* [YOUR GOAL]
Which of the lines below mention the word "this"? Pull each one out.

* [DATA SHOWN]
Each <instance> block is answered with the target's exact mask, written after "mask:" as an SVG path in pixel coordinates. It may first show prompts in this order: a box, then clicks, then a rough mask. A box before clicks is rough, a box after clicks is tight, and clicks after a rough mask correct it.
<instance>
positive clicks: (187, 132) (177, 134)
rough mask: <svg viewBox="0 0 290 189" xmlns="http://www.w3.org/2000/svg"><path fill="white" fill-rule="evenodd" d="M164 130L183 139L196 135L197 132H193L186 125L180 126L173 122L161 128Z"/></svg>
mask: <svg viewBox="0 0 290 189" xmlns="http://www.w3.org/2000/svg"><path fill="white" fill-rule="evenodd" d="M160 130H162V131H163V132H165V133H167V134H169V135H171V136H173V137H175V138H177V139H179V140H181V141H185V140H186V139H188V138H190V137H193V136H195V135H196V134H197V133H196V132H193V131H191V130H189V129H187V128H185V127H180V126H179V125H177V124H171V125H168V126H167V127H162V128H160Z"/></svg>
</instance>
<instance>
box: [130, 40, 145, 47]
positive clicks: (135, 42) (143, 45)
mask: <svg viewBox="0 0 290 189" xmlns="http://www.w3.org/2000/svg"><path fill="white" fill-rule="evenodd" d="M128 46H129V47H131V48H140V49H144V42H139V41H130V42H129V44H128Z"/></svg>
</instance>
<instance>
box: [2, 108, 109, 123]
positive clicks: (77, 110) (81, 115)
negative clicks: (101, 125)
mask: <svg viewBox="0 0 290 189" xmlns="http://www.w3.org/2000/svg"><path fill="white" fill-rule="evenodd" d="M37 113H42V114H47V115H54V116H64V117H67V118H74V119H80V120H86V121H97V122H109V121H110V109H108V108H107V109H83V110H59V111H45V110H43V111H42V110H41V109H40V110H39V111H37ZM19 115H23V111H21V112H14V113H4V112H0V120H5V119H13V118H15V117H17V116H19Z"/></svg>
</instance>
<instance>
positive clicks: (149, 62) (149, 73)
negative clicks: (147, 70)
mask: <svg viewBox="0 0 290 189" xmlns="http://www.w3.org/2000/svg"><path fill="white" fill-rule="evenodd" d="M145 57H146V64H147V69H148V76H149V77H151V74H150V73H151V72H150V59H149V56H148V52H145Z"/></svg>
---
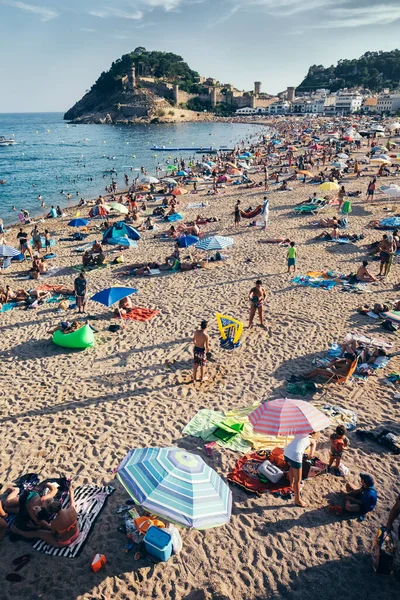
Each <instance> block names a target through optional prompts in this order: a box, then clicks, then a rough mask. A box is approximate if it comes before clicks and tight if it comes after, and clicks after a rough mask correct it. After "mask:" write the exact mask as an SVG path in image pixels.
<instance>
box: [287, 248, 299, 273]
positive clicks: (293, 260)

* [WRITTEN ANSWER]
Each <instance> block is answered with the target's exact mask, written after "mask:" as an SVG path in pixel coordinates. It may first show prompts in this order: a box, then clicks, then a rough mask. A box before clicks is rough, a box after clicks is tight, and clicks after a rough mask correct it.
Each <instance> block names a target through optional prompts in this order: a box, then clicks, then a rough mask. A box is approximate if it comes before clicks and tight if it comes after, and clicks after a rough mask correct it. After "mask:" write the exact mask as an SVG path in image pixels.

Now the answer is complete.